Reproduce the records starting at the line that contains "the white baseboard" and ending at the end of the records, request line included. Scale every x and y coordinate in the answer points by 1.35, rounding each to a whole number with halves rounded up.

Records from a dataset
- - - -

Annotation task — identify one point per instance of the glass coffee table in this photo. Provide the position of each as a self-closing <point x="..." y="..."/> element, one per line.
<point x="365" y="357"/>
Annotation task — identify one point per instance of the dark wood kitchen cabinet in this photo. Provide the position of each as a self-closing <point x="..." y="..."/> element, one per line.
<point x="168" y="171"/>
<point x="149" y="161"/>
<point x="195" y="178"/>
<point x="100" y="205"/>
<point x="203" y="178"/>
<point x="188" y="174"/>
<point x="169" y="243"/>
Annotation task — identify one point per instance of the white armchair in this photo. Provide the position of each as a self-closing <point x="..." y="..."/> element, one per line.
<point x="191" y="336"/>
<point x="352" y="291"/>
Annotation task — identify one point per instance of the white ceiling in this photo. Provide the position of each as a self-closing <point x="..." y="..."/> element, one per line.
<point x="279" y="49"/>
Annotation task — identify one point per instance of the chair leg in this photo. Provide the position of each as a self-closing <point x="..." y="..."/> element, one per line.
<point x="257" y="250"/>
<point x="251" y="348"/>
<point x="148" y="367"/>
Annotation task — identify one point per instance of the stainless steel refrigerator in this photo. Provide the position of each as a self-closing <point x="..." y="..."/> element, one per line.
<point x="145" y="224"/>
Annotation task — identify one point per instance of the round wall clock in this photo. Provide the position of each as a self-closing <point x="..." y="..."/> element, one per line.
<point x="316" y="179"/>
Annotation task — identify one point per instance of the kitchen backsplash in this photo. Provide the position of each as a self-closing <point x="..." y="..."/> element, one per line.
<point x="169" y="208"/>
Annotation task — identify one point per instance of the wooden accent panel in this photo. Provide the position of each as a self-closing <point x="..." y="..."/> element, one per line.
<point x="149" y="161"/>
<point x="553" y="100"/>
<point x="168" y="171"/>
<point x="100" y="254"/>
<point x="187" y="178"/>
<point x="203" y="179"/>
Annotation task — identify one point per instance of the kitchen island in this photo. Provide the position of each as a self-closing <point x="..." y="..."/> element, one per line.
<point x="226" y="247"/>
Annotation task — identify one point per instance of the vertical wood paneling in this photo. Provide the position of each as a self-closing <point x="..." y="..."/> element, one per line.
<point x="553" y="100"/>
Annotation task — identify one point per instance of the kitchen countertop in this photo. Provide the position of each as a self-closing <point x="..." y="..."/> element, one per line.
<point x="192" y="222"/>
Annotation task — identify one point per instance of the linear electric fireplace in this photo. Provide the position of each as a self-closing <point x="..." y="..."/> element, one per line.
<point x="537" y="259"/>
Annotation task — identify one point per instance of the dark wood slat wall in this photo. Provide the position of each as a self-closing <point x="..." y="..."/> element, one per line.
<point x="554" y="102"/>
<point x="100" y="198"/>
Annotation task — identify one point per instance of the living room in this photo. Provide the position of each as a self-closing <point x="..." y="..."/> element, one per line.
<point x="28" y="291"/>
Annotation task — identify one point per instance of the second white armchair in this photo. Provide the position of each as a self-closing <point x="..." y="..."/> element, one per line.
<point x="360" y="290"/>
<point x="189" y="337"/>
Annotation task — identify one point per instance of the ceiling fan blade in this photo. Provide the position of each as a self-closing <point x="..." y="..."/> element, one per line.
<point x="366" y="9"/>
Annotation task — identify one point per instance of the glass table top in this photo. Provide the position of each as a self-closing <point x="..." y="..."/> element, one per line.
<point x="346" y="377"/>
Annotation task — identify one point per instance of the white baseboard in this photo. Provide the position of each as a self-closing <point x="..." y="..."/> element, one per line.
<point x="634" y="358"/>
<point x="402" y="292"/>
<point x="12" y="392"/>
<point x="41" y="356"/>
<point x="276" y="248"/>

- - - -

Expected answer:
Annotation task — identify one point per instance of the white baseboard in this photo. Provide the position of each as a self-closing <point x="..." y="..."/> element, one per line.
<point x="856" y="483"/>
<point x="543" y="394"/>
<point x="16" y="529"/>
<point x="55" y="481"/>
<point x="373" y="335"/>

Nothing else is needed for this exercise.